TASK TO CARRY OUT: Pull out every line of the listing below that contains the word "kilt", matching case exactly.

◇ ◇ ◇ ◇ ◇

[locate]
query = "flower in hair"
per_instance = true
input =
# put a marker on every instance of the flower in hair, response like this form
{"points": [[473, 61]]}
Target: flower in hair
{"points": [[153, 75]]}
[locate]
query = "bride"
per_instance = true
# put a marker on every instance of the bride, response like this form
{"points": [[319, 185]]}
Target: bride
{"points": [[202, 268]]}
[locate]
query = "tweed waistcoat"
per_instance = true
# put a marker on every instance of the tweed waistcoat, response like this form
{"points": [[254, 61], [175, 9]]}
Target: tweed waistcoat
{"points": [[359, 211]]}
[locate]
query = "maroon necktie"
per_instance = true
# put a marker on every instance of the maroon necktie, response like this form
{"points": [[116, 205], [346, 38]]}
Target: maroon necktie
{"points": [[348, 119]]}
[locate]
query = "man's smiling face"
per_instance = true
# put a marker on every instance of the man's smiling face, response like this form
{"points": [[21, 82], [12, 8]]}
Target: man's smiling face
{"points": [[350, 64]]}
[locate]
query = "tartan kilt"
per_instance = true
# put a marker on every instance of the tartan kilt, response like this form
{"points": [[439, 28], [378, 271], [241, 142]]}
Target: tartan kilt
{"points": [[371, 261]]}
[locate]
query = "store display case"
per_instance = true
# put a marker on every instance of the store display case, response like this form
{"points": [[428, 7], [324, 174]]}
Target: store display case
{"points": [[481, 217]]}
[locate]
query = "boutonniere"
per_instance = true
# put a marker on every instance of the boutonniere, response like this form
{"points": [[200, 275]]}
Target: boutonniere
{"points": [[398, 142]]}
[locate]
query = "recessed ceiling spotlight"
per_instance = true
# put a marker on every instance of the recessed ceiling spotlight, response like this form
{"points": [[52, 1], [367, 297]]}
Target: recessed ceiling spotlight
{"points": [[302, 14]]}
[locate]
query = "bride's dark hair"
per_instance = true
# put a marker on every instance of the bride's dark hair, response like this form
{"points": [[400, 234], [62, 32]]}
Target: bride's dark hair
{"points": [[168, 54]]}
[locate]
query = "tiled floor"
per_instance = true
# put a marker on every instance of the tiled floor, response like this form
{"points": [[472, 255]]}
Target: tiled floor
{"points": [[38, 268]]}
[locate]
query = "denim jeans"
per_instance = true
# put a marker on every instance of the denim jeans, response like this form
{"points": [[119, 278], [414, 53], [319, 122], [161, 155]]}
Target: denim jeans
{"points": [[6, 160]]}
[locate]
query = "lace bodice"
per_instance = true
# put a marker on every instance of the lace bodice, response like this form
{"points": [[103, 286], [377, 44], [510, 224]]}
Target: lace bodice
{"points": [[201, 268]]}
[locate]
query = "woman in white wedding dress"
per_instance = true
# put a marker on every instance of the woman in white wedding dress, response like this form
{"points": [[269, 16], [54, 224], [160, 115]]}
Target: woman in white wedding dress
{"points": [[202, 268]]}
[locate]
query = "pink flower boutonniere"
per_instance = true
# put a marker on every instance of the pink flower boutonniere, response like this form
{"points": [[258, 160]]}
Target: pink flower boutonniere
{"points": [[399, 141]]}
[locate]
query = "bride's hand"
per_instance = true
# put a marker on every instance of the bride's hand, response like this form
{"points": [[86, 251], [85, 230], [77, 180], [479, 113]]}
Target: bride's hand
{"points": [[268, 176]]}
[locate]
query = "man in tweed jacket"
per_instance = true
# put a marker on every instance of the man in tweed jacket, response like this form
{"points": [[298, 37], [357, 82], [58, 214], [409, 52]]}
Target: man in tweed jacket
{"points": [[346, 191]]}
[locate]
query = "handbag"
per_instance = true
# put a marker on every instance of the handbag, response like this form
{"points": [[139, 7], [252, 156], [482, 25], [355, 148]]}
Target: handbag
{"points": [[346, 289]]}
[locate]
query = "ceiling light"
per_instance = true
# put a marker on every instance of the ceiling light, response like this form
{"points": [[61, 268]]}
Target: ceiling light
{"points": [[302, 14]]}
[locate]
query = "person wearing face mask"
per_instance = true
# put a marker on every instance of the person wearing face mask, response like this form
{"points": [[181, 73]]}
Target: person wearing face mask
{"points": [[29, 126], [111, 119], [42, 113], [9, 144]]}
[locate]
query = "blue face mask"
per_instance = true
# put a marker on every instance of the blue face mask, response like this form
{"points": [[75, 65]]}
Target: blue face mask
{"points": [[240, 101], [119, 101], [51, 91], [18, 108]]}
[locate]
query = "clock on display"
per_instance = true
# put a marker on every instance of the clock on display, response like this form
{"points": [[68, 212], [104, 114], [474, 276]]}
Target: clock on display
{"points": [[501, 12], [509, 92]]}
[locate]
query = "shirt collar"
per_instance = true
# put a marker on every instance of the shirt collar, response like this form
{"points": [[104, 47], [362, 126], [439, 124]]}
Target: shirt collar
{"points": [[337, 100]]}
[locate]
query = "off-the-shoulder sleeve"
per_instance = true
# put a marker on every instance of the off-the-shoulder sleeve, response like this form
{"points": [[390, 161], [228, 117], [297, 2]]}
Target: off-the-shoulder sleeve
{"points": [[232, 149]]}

◇ ◇ ◇ ◇ ◇

IN RESPONSE:
query = "tartan kilt"
# put a marker on every instance of the tartan kilt, response like this form
Target: tartan kilt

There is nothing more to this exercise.